New Well Design & Thermal Recovery Method for Enhanced Recovery from Heavy Oil and Bitumen Reservoirs

Background

Heavy oils and bitumens of the Western Canadian oil sands reservoirs (Peace River, Athabasca, and Cold Lake) are severely biodegraded and exhibit complex fluid viscosity and chemical compositional gradients at the reservoir scale. Recent studies have demonstrated that compositionally graded heavy oil reservoirs exhibit large variations in fluid properties, particularly viscosity, which significantly impact production rates and ultimate recovery and should be considered in well design, recovery method selection and optimization of production strategies to maximize production and minimize costs (Larter et al., CIPC Paper 2006-134: 1-16).

While several methods to recover heavy oil and bitumen are available, there is a market need for more thermally efficient and cost-effective in situ recovery technologies. One such technology, JagD takes advantage of common vertical and horizontal changes in oil viscosity to enhance production from reservoirs. JagD can be used for efficient recovery of heavy oil and oil sand bitumen from reservoirs with vertical oil mobility gradients.

JagD technology would benefit recovery in your leases in two main phases:

Phase 1: Cold Production

  • Produce from Low Viscosity Portion of Reservoir.

Phase 2: Thermal Production with the JagD technology

  • Add J-Oriented Production Well,
  • Convert Top Well to Steam Injector, and
  • Insert re-positional packer into top well to inject steam and control stream conformance zone.

» Task instructions:
• 1. Answer the following about the JagD recovery text:
(a) Which three Western Canadian oil sands reservoirs does it name?
(b) What changes in oil viscosity does JagD take advantage of?
(c) From which portion of the reservoir does Phase 1 produce?
• 2. Write the next part of the JagD well design text, beginning after its final bullet point.

» Information shown:
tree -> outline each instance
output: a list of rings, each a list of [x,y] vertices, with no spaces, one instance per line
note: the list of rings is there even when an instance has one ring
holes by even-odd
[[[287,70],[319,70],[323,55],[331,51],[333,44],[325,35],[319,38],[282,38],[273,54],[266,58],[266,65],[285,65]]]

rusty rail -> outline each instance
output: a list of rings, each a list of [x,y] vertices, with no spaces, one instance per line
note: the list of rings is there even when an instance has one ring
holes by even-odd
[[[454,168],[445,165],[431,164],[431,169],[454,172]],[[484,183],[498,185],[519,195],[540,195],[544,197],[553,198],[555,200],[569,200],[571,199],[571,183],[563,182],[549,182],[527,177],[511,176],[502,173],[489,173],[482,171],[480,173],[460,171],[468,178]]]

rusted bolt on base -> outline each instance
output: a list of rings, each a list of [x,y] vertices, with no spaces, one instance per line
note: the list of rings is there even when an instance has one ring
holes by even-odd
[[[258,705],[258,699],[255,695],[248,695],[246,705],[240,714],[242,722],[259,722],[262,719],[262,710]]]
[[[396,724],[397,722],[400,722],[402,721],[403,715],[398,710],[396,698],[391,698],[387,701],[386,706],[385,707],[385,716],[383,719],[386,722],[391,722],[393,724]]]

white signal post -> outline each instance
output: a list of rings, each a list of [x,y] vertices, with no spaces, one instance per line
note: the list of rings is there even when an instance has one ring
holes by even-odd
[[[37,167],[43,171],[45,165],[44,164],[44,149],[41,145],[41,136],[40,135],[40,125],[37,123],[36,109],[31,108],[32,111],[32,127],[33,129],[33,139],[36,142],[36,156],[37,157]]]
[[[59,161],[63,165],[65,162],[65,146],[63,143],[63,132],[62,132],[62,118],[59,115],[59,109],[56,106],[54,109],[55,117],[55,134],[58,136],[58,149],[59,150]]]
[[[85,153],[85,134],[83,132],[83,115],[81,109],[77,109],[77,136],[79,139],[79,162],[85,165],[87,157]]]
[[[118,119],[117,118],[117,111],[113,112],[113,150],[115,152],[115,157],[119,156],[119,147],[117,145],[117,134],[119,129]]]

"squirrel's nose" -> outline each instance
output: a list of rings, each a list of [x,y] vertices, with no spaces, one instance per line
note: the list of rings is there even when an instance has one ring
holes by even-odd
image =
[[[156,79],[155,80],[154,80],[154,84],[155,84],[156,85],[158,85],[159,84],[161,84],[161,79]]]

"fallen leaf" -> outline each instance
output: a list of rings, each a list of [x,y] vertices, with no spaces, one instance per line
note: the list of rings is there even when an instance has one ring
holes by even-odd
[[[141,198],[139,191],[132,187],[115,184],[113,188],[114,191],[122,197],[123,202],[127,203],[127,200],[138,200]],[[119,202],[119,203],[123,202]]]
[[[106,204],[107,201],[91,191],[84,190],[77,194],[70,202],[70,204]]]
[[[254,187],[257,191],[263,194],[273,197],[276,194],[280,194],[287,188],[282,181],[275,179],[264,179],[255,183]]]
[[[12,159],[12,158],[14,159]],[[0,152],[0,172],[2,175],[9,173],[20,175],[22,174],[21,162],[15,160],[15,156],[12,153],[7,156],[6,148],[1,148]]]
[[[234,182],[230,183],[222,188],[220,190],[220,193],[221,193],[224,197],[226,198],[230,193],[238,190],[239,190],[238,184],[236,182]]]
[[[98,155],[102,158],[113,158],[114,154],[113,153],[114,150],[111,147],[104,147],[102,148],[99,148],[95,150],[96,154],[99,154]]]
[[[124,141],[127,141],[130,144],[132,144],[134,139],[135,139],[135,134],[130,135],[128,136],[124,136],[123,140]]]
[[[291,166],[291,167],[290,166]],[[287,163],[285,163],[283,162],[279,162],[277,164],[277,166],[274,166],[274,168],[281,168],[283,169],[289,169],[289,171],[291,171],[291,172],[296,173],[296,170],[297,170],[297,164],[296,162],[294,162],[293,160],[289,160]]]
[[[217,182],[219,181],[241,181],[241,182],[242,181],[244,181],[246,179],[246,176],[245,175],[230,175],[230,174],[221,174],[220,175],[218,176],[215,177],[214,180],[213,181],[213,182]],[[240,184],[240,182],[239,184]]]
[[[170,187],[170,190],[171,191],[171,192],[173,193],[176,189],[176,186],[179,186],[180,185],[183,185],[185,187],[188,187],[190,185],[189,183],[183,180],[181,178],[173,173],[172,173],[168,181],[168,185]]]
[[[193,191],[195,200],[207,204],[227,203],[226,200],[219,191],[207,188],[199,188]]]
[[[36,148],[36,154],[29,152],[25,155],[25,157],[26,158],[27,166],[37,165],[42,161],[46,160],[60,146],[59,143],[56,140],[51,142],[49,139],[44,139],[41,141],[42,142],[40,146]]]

» Responses for each task:
• 1.
(a) Peace River, Athabasca, and Cold Lake.
(b) Common vertical and horizontal changes in oil viscosity.
(c) The low viscosity portion of the reservoir.

• 2.
Areas of Application

JagD technology can be applied to reservoirs completed for cold production for follow-up secondary recovery of remaining bitumen and heavy oil, which is in low bitumen saturation and/or high bitumen viscosity portions of the reservoir or is applicable as a primary thermal recovery technique.

Competitive Advantages

  • Higher recovery from reservoir beyond cold production recovery.
  • Cost savings in drilling because only one additional well is required (by using the cold production well as the steam injector). Efficient steam delivery so that chamber growth occurs along the full length of the horizontal steam injector well.
  • Easy control of the breakthrough of steam and water into the production well by using a novel steam trap procedure.
  • Ability to cut across shale or other steam barriers for improved steam delivery through the reservoir and thus increased recovery.
  • Reduced cSOR compared to SAGD.

Contact Ian Gates for follow-up (idgates@gushor.com)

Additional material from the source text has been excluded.